[Stored items]
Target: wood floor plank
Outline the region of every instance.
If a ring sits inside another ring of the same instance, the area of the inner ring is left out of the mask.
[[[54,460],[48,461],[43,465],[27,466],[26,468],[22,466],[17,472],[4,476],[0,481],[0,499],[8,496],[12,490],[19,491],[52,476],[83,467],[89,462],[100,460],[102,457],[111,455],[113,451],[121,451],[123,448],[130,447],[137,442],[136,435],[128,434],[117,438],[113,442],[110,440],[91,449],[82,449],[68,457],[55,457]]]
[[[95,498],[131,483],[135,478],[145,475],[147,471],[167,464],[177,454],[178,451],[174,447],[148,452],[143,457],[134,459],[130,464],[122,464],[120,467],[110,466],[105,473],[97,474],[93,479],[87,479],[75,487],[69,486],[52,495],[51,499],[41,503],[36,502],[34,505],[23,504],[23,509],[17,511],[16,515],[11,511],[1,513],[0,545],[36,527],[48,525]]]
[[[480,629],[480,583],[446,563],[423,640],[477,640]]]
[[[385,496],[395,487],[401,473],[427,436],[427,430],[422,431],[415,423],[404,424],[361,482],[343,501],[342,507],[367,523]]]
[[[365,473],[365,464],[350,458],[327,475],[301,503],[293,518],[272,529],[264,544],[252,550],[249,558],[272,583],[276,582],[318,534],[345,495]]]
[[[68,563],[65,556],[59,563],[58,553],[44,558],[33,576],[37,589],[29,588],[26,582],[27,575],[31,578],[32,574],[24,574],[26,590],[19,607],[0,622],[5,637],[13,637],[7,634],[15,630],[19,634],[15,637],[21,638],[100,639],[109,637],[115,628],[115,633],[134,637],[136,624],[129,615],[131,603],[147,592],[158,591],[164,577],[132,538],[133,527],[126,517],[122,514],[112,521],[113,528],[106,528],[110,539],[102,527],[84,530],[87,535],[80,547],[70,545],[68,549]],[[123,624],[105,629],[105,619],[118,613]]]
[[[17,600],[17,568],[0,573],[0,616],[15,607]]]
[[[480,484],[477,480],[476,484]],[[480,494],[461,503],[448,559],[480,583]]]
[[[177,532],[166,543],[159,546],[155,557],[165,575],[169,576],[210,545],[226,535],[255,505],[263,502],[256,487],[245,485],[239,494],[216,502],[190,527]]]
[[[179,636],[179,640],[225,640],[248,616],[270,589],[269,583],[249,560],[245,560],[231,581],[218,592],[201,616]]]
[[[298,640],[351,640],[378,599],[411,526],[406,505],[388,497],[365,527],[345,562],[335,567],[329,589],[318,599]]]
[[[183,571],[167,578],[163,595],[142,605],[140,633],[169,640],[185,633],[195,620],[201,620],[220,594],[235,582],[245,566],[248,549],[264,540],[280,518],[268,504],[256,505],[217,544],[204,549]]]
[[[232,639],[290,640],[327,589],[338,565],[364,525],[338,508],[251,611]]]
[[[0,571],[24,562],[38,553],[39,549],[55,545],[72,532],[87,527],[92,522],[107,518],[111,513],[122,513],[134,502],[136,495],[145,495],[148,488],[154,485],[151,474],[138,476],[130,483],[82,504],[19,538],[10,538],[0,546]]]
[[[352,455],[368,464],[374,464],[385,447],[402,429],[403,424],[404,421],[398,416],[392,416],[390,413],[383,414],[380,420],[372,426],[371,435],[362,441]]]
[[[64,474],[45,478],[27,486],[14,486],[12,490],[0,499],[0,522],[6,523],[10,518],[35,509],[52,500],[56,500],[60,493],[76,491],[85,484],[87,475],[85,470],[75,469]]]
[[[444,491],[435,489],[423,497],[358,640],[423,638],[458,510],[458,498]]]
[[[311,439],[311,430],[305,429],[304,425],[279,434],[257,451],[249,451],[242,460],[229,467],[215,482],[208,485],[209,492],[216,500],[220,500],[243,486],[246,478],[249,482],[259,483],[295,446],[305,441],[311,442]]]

## Exercise
The data above should be returned in full, exactly as written.

## Result below
Target: wood floor plank
Outline the region of every instance.
If a ring sits inside another ring of the same instance, the area of the inner ring is left out of the mask.
[[[54,460],[48,461],[43,465],[27,466],[26,468],[22,466],[17,472],[4,476],[0,481],[0,499],[8,496],[12,490],[19,491],[52,476],[83,467],[89,462],[100,460],[102,457],[111,455],[113,451],[121,451],[123,448],[130,447],[137,442],[136,435],[128,434],[117,438],[113,442],[110,440],[91,449],[82,449],[68,457],[55,457]]]
[[[95,498],[131,483],[135,478],[145,475],[147,471],[167,464],[177,454],[178,451],[174,447],[148,452],[143,457],[134,459],[130,464],[122,464],[120,467],[110,466],[105,473],[97,474],[93,479],[87,479],[75,487],[69,486],[52,495],[51,499],[41,503],[36,502],[34,505],[23,504],[23,509],[17,511],[16,515],[11,511],[1,513],[0,545],[36,527],[48,525]]]
[[[480,629],[480,583],[446,563],[423,640],[477,640]]]
[[[385,496],[395,487],[401,473],[427,436],[427,430],[422,431],[415,423],[404,424],[361,482],[343,501],[342,507],[367,523]]]
[[[365,473],[365,464],[350,458],[327,475],[301,503],[293,518],[272,529],[264,544],[252,550],[249,558],[272,583],[276,582],[318,534],[345,495]]]
[[[68,563],[65,556],[59,563],[58,553],[44,558],[33,576],[37,589],[29,588],[26,582],[27,575],[31,578],[32,574],[24,574],[26,590],[19,607],[0,622],[5,637],[13,637],[7,634],[15,630],[19,634],[15,637],[21,638],[100,639],[109,637],[115,628],[115,633],[134,637],[136,624],[129,615],[131,603],[147,592],[158,591],[164,577],[132,538],[133,527],[126,517],[122,514],[112,521],[113,528],[106,528],[110,539],[102,527],[84,530],[87,535],[80,547],[70,545],[68,549]],[[123,624],[105,629],[105,619],[118,613]]]
[[[17,600],[17,568],[0,573],[0,616],[15,607]]]
[[[480,484],[477,480],[476,484]],[[480,494],[461,503],[448,559],[480,583]]]
[[[177,532],[166,543],[159,546],[155,557],[165,575],[169,576],[210,545],[226,535],[255,505],[263,502],[256,487],[245,485],[239,494],[216,502],[190,527]]]
[[[179,636],[179,640],[225,640],[248,616],[270,589],[269,583],[249,560],[245,560],[231,581],[218,592],[201,616]]]
[[[298,640],[351,640],[378,599],[411,526],[406,505],[388,497],[365,527],[345,562],[335,567],[329,589],[318,599]]]
[[[183,571],[167,578],[163,595],[142,605],[140,633],[169,640],[185,633],[195,620],[201,620],[220,594],[235,582],[245,566],[248,549],[264,540],[280,518],[268,504],[256,505],[217,544],[204,549]]]
[[[232,639],[290,640],[327,589],[338,565],[364,525],[338,508],[251,611]]]
[[[0,571],[24,562],[38,553],[39,549],[55,545],[72,532],[87,527],[92,522],[107,518],[111,513],[122,513],[134,502],[136,495],[145,495],[148,488],[154,485],[151,474],[138,476],[130,483],[82,504],[19,538],[10,538],[0,546]]]
[[[352,455],[368,464],[374,464],[385,447],[402,429],[403,424],[404,421],[398,416],[392,416],[390,413],[383,414],[380,420],[372,426],[371,435],[362,441]]]
[[[64,474],[45,478],[27,486],[14,486],[12,490],[0,499],[0,522],[6,523],[10,518],[35,509],[52,500],[56,500],[60,493],[76,491],[85,484],[87,475],[85,470],[75,469]]]
[[[444,491],[435,489],[423,497],[358,640],[423,638],[458,510],[458,498]]]
[[[311,439],[311,430],[305,429],[304,425],[279,434],[257,451],[249,451],[242,460],[229,467],[215,482],[208,485],[209,492],[216,500],[220,500],[243,486],[246,478],[249,482],[259,483],[295,446],[305,441],[311,442]]]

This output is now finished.